Working data Block Start

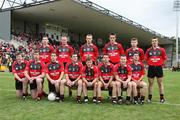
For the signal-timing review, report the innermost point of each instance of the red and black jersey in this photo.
(156, 57)
(45, 53)
(74, 70)
(138, 70)
(88, 50)
(130, 53)
(19, 68)
(64, 53)
(90, 73)
(114, 51)
(54, 69)
(122, 71)
(105, 71)
(35, 68)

Working data Block End

* **Exercise**
The entries above are to be repeated in full, except for their pictures.

* **Answer to this exercise**
For the signal-timing review, report the innermost point of each instance of the red and black jersey in this photo.
(156, 57)
(45, 53)
(74, 70)
(138, 70)
(88, 50)
(130, 53)
(19, 68)
(64, 53)
(90, 73)
(114, 51)
(54, 69)
(122, 71)
(105, 71)
(35, 68)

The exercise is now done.